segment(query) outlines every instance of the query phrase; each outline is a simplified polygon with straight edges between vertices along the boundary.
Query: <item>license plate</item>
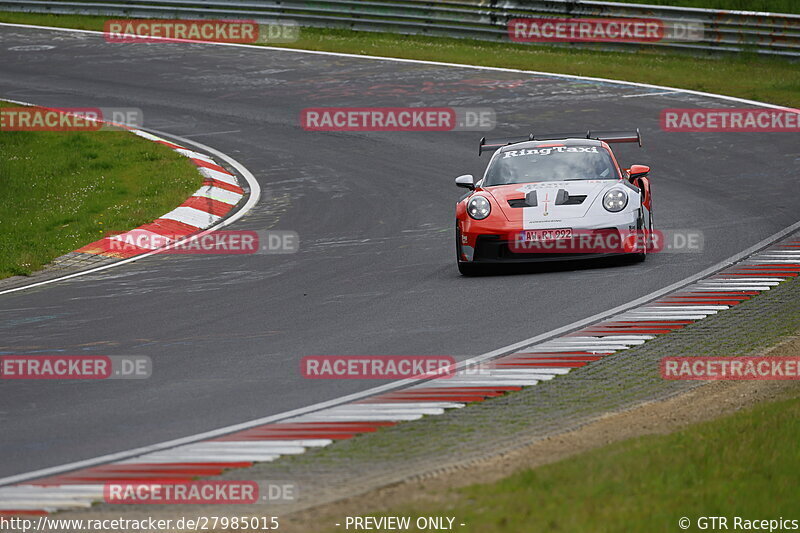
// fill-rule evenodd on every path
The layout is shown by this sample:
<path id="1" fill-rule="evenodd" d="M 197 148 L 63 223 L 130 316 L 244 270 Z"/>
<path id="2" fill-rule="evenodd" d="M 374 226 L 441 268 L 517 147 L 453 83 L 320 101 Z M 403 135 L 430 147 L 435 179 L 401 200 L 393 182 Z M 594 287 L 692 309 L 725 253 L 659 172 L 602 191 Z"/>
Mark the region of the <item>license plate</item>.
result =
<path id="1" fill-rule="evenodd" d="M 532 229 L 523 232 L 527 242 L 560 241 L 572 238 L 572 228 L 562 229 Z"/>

- - -

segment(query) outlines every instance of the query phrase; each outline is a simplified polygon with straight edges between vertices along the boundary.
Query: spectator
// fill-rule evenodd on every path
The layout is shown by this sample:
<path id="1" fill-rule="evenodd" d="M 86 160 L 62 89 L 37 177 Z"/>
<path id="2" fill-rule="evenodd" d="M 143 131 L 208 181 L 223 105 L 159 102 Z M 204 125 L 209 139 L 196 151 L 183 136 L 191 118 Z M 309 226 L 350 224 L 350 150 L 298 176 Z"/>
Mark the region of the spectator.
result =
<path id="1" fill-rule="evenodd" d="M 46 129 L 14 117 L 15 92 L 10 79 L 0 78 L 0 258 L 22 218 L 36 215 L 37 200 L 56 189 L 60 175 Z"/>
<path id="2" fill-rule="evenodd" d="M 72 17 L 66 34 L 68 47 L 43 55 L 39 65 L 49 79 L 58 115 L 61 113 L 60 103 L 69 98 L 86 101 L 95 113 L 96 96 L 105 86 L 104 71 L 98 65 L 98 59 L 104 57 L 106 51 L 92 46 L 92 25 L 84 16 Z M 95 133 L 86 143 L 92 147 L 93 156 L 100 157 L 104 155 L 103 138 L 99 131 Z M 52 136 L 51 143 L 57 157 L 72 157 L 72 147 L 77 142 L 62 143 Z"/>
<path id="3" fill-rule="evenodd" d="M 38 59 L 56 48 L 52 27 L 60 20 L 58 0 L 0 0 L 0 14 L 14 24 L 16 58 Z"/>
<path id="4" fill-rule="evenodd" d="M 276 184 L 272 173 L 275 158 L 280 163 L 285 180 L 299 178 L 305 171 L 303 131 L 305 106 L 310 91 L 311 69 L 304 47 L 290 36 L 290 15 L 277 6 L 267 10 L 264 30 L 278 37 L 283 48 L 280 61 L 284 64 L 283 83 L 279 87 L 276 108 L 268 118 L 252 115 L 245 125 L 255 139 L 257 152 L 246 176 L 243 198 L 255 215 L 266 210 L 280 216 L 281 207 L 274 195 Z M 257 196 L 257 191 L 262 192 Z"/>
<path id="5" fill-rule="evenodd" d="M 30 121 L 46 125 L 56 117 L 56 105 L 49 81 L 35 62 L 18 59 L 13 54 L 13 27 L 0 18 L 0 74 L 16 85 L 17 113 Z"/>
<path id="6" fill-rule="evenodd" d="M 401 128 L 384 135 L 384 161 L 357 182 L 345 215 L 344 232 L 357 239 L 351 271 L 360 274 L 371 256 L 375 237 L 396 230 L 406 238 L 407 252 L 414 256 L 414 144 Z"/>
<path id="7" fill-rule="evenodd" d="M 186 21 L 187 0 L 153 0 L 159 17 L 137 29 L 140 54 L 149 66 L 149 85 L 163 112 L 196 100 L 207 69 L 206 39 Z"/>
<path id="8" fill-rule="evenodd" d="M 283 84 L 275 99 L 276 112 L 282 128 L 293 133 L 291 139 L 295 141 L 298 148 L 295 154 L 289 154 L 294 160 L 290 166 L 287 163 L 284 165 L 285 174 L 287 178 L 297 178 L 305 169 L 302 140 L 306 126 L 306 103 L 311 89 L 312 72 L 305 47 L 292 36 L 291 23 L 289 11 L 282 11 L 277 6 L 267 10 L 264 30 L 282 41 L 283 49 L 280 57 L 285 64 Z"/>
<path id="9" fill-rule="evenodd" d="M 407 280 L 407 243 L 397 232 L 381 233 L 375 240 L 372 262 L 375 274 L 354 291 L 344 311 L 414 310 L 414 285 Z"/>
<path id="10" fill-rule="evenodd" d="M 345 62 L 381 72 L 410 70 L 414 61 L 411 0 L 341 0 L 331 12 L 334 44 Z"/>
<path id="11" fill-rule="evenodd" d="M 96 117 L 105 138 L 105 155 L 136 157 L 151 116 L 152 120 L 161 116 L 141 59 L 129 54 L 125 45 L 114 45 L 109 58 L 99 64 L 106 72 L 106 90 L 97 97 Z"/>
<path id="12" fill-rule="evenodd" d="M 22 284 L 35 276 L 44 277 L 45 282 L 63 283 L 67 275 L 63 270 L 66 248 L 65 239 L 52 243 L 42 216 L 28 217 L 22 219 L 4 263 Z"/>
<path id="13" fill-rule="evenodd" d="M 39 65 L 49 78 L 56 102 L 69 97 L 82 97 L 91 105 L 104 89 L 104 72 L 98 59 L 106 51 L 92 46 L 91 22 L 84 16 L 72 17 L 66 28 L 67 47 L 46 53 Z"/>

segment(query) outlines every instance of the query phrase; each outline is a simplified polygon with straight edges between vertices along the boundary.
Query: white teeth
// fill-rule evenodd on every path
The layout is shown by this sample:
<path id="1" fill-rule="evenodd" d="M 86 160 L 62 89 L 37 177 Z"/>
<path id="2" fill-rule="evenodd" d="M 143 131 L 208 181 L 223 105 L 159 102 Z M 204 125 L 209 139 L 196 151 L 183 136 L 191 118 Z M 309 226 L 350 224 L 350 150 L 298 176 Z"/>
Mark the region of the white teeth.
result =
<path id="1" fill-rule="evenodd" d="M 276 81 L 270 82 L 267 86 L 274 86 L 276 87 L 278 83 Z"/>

- - -

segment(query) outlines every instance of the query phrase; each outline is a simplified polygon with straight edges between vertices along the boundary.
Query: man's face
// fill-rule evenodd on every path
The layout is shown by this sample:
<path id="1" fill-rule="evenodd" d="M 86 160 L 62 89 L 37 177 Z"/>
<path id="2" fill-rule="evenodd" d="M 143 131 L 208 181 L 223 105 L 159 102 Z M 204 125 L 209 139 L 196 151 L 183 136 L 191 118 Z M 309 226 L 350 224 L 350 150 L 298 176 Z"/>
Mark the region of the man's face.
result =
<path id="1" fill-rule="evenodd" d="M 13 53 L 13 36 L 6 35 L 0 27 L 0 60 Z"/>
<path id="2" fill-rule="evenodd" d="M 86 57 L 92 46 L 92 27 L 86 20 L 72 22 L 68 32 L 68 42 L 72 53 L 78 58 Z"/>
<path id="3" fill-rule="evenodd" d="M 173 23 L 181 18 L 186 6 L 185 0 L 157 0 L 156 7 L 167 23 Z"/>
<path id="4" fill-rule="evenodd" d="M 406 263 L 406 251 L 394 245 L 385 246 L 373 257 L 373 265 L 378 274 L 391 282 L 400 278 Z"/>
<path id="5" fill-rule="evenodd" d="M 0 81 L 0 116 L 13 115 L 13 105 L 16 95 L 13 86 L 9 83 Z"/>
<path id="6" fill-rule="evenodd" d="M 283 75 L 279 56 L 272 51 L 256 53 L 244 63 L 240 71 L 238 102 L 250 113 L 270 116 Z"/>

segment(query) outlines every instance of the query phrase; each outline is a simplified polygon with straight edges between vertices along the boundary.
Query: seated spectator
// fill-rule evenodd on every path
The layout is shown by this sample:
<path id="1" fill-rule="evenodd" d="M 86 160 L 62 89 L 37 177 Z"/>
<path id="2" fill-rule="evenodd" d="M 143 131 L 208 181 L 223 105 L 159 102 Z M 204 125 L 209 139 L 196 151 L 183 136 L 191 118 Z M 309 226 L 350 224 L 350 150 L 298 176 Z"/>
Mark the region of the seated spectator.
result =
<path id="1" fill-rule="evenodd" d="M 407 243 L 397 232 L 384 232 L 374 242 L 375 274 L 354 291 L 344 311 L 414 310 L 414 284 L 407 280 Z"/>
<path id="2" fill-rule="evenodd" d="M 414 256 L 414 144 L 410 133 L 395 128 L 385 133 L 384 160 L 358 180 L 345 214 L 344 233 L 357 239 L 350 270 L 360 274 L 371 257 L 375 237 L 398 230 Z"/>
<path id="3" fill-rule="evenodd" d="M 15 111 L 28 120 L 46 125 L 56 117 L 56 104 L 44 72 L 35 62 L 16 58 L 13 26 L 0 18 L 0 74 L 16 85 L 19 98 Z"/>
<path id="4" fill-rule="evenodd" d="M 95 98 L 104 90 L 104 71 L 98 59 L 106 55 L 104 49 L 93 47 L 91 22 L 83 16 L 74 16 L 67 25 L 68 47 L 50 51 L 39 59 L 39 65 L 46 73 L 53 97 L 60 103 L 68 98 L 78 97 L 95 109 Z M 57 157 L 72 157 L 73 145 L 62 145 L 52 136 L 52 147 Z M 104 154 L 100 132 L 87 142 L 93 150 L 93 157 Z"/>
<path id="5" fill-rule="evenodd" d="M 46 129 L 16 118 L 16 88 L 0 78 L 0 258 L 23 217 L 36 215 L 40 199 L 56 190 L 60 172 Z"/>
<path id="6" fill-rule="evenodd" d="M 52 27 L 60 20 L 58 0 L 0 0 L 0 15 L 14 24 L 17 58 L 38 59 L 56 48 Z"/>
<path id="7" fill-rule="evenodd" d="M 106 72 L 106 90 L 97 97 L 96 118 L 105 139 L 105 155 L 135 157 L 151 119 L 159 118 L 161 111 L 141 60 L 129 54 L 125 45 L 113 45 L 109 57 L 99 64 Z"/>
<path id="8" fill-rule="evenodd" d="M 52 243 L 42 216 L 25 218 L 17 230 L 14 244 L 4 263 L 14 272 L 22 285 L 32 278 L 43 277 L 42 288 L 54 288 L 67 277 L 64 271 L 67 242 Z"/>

- - -

How to complete this task: For each line above that holds the string "Mark", provide a copy of that line.

Reply:
Mark the region of the <item>license plate</item>.
Mark the region of the spectator.
Mark the region of the white teeth.
Mark the region of the man's face.
Mark the region of the seated spectator.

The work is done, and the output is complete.